__EXERCISE INSTRUCTIONS__.
Restate the whole listing exactly.

# Start of THE DATA

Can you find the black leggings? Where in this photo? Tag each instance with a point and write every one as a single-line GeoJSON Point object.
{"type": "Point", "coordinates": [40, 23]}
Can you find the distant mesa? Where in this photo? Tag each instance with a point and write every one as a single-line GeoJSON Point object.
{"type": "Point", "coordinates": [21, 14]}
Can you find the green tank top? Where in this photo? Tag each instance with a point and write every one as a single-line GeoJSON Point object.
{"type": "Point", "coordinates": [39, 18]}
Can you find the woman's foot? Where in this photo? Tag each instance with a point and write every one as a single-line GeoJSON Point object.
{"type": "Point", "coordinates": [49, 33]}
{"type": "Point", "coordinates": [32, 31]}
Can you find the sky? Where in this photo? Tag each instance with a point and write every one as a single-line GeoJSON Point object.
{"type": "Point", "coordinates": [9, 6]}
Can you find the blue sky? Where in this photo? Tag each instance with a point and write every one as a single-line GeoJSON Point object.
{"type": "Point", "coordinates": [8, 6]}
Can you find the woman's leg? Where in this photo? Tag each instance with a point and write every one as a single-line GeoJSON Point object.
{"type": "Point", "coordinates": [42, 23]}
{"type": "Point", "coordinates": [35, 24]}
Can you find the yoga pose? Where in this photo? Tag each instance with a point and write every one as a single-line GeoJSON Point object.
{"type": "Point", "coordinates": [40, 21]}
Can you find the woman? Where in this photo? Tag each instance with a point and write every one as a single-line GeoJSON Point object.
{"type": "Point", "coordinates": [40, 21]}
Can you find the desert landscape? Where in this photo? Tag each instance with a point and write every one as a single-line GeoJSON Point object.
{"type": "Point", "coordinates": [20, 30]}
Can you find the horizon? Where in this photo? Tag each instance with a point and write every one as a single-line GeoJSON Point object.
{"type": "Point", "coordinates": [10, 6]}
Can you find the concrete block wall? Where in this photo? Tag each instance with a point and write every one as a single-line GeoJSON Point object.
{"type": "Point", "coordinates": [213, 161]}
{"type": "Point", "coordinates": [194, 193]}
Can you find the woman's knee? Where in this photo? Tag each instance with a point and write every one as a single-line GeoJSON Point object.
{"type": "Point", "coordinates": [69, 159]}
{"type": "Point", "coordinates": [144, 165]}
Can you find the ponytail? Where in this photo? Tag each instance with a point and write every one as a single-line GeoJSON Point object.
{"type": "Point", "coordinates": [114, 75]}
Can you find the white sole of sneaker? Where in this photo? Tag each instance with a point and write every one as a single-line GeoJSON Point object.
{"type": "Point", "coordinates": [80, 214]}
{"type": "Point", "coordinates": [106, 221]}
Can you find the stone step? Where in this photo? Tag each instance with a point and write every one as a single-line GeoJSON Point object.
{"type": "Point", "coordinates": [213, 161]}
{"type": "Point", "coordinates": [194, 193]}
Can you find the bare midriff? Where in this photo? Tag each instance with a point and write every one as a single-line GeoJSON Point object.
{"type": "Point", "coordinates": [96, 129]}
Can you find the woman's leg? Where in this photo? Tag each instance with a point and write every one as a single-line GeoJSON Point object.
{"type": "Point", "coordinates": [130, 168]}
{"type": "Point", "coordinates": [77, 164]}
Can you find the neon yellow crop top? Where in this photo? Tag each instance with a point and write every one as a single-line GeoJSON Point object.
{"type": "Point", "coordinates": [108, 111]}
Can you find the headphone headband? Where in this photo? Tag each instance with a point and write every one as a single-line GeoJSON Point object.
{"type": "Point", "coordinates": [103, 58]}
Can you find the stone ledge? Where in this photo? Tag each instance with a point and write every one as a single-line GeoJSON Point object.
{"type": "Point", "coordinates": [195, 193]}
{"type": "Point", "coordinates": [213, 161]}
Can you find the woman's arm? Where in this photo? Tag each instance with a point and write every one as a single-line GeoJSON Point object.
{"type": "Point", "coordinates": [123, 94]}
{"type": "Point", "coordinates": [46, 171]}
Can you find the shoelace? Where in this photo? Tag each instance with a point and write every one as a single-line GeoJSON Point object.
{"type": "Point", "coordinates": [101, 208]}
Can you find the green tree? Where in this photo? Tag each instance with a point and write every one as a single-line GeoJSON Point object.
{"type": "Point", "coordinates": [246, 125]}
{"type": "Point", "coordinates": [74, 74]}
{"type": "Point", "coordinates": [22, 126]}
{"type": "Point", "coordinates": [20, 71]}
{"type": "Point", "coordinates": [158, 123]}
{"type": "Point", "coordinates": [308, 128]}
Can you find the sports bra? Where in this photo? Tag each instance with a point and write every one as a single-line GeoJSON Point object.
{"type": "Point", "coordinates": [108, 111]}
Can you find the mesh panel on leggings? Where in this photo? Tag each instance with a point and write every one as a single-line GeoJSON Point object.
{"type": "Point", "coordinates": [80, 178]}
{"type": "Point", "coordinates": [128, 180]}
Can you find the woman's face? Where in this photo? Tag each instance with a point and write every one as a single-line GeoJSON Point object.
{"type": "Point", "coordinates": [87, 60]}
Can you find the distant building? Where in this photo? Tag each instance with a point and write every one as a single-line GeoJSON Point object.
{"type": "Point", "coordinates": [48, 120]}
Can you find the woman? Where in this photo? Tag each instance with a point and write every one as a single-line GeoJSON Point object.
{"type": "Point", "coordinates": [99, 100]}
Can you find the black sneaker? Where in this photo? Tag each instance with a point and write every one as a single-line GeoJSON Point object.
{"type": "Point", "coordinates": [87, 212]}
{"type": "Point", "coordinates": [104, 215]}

# End of THE DATA

__SOLUTION TO THE EXERCISE__.
Can you find the black leggings? Where in this photo? Tag each instance with a point and write every one as a single-line GeoJSON Point object.
{"type": "Point", "coordinates": [40, 23]}
Can you find the distant mesa? Where in this photo? Tag each instance with a point and write every one as a single-line GeoJSON Point object.
{"type": "Point", "coordinates": [21, 14]}
Can you find the green tank top? Where in this photo? Tag each instance with a point and write every one as a single-line GeoJSON Point object.
{"type": "Point", "coordinates": [39, 18]}
Can you find the woman's foot? Where in this photo? Tag each instance with a point and write every one as a single-line GeoJSON Point object.
{"type": "Point", "coordinates": [49, 33]}
{"type": "Point", "coordinates": [32, 31]}
Can you find the sky? Where in this photo? Tag each instance with a point and write every one as a single-line GeoJSON Point object.
{"type": "Point", "coordinates": [9, 6]}
Can you find the blue sky? Where in this photo? Tag each instance with a point and write every one as a single-line GeoJSON Point object.
{"type": "Point", "coordinates": [8, 6]}
Can you find the woman's leg? Where in this photo? Tag each instance with a point and write every one as a single-line GeoJSON Point object.
{"type": "Point", "coordinates": [42, 23]}
{"type": "Point", "coordinates": [35, 24]}
Can you find the yoga pose? Where in this photo? Tag each instance with a point and write every one as a single-line GeoJSON Point object.
{"type": "Point", "coordinates": [40, 21]}
Can you find the woman? Where in this photo? Tag each instance with a point and write every one as a single-line GeoJSON Point object.
{"type": "Point", "coordinates": [40, 21]}
Can you find the desert landscape? Where in this photo? Tag each instance with a point and write every one as a single-line GeoJSON Point object.
{"type": "Point", "coordinates": [20, 30]}
Can you find the horizon? Where in this photo? Tag each instance with a point and write every one as a single-line GeoJSON Point object.
{"type": "Point", "coordinates": [10, 6]}
Can you find the concrete block wall? Where in this photo? Tag each instance with a point and write every one as a single-line GeoJSON Point object.
{"type": "Point", "coordinates": [213, 161]}
{"type": "Point", "coordinates": [194, 193]}
Can you find the woman's knee? Where in this photo? Tag each instance with a point and write every one as a single-line GeoJSON Point object.
{"type": "Point", "coordinates": [69, 159]}
{"type": "Point", "coordinates": [144, 165]}
Can you find the ponytail? Where in this photo? Tag each instance with a point and write every one as a single-line GeoJSON Point object.
{"type": "Point", "coordinates": [114, 75]}
Can you find the white sole of sneaker? Where in this photo? Tag each instance with a point and write every one as a single-line GeoJSON Point object.
{"type": "Point", "coordinates": [80, 214]}
{"type": "Point", "coordinates": [106, 221]}
Can you find the stone step? Where in this photo? Tag each instance with a point and write every one as a single-line GeoJSON Point object.
{"type": "Point", "coordinates": [213, 161]}
{"type": "Point", "coordinates": [194, 193]}
Can you find the bare midriff? Where in this photo? Tag each instance with a point and write every one as a single-line GeoJSON Point object.
{"type": "Point", "coordinates": [96, 129]}
Can you find the woman's leg? Where in this photo? Tag each instance with a point and write every one as a single-line GeoJSON Point object.
{"type": "Point", "coordinates": [130, 168]}
{"type": "Point", "coordinates": [77, 164]}
Can you find the neon yellow crop top? Where in this photo? Tag each instance with a point and write every one as a single-line GeoJSON Point object.
{"type": "Point", "coordinates": [108, 111]}
Can you find the headphone headband? Where in this photo? Tag each instance with a point and write every one as a single-line GeoJSON Point object.
{"type": "Point", "coordinates": [103, 58]}
Can you find the stone ledge? Where in this photo? Tag each instance with a point and write every one as a single-line GeoJSON Point object.
{"type": "Point", "coordinates": [195, 193]}
{"type": "Point", "coordinates": [213, 161]}
Can you find the woman's arm? Where in this photo? Tag each instance with a point and write every one as a single-line GeoJSON Point object.
{"type": "Point", "coordinates": [123, 94]}
{"type": "Point", "coordinates": [46, 171]}
Can you find the shoelace? Where in this photo? Tag each instance with a point and write every one as a single-line GeoJSON Point object.
{"type": "Point", "coordinates": [101, 208]}
Can you find the green tree? Where in this photo? Tag each instance with a point and write every one as a single-line GeoJSON Point object.
{"type": "Point", "coordinates": [246, 125]}
{"type": "Point", "coordinates": [74, 74]}
{"type": "Point", "coordinates": [22, 126]}
{"type": "Point", "coordinates": [20, 71]}
{"type": "Point", "coordinates": [158, 123]}
{"type": "Point", "coordinates": [308, 128]}
Can you find the sports bra? Where in this photo? Tag each instance with a point and write every one as a single-line GeoJSON Point object.
{"type": "Point", "coordinates": [108, 111]}
Can you find the mesh panel on leggings? Where in this photo? Tag each instance with a point and write every one as a single-line GeoJSON Point object.
{"type": "Point", "coordinates": [80, 178]}
{"type": "Point", "coordinates": [128, 180]}
Can you find the woman's face? Where in this photo? Tag each instance with a point and write every one as a single-line GeoJSON Point object.
{"type": "Point", "coordinates": [87, 60]}
Can you find the distant building? Where in this photo? Tag each instance with a point and write every one as a single-line GeoJSON Point object.
{"type": "Point", "coordinates": [48, 120]}
Can you find the woman? Where in this photo? Tag each instance with a point and write every one as a single-line GeoJSON Point object.
{"type": "Point", "coordinates": [99, 100]}
Can you find the black sneaker? Where in this photo? Tag each instance with a point and write every one as a single-line GeoJSON Point object.
{"type": "Point", "coordinates": [87, 212]}
{"type": "Point", "coordinates": [104, 215]}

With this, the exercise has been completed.